* _BRIEF_
Reproduce the data word for word, from its first line through the line that contains "In every instance, a", with both of those lines included.
Start of GIVEN RECORDS
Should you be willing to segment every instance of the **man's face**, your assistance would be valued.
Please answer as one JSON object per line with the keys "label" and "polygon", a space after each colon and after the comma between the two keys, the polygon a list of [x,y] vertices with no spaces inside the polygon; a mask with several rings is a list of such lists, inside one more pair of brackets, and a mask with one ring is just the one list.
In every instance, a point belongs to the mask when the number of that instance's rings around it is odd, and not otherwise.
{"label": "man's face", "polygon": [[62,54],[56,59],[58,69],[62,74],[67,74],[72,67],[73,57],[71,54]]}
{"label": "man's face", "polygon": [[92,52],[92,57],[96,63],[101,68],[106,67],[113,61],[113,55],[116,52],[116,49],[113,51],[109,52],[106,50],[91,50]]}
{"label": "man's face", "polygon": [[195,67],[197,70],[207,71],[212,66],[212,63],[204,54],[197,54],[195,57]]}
End of GIVEN RECORDS
* _REPLY TO THE TASK_
Should you be willing to segment every instance of the **man's face**, your assistance would be valued.
Please answer as one JSON object per line with the keys "label" and "polygon", a space after each colon and after the comma between the two keys, the polygon a list of [x,y] vertices with no spaces inside the polygon; a mask with several rings is a list of such lists, inside one more pair of brackets, and a mask with one ring is just the one list.
In every instance, a point belongs to the mask when the number of that instance's rings around it is odd, and not otherwise.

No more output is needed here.